**Task input:**
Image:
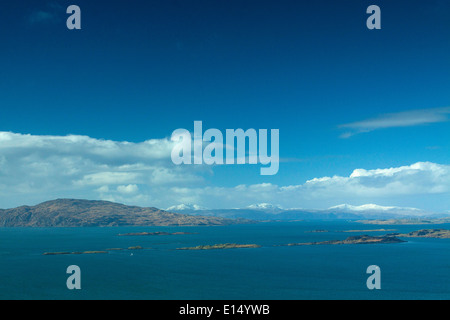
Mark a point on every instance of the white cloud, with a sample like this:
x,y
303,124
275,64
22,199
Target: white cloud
x,y
399,119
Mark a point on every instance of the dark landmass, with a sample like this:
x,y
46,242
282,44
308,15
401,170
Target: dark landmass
x,y
93,213
221,246
405,221
76,252
363,239
368,230
157,233
425,233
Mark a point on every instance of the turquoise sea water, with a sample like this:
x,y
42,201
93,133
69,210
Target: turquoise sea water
x,y
417,269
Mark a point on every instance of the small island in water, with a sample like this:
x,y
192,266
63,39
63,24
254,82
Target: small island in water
x,y
363,239
425,233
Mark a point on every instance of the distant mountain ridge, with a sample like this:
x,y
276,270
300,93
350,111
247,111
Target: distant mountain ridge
x,y
82,213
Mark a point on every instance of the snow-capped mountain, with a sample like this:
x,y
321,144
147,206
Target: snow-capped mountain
x,y
264,206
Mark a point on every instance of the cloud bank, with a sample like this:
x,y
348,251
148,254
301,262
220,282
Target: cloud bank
x,y
38,168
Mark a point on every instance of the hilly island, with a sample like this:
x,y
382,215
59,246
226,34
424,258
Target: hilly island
x,y
96,213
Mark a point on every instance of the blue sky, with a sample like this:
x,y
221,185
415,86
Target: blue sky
x,y
343,97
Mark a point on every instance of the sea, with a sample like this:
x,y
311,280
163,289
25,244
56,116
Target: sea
x,y
416,269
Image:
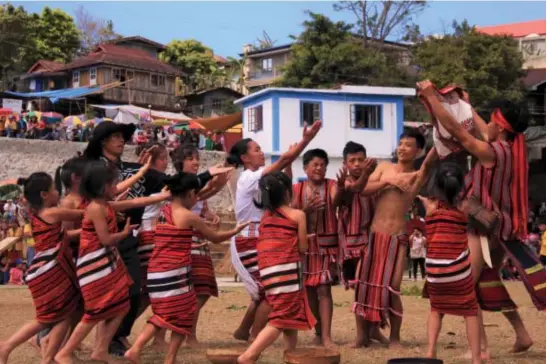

**Given instruction:** Revise every one of the records above, replacing "Mark a point" with "Place a point" and leaving all other text unchanged. Omit the pictures from your answer.

**Task output:**
Image:
Place a point on every instance of the white cloud, with a sample like this:
x,y
303,124
275,64
22,199
Target: white cloud
x,y
399,119
Place a point on every instance of the dark landmass, with a sample like this:
x,y
46,242
282,44
308,15
401,170
Target: dark landmass
x,y
93,213
221,246
405,221
76,252
363,239
368,230
157,233
425,233
Place a point on every instance of the turquoise sea water, with a sample like this:
x,y
42,201
93,133
69,210
Target: turquoise sea water
x,y
417,269
Place a point on every instance of the small island in water, with a sample like this:
x,y
192,266
63,39
63,24
254,82
Target: small island in water
x,y
363,239
425,233
Place a point on every instance of the distant mountain ridge, with a sample like this:
x,y
276,270
300,93
350,111
247,111
Target: distant mountain ridge
x,y
82,213
Place a point on every instance of the snow-capped mountain, with a sample like this:
x,y
321,144
147,206
Target: snow-capped mountain
x,y
264,206
Place a point on every instance of the cloud bank, with a sample like this:
x,y
348,251
148,254
301,262
220,282
Target: cloud bank
x,y
38,168
Place a point on every instance of the hilly island, with a sample like this:
x,y
382,215
59,246
226,34
424,258
Target: hilly island
x,y
96,213
Place a point on every instance of the blue sky, with a sample like this:
x,y
221,185
415,86
Target: blue sky
x,y
343,97
Place a point on every instance of the sea, with a sample like this:
x,y
311,280
163,289
25,244
56,116
Target: sea
x,y
416,269
Image:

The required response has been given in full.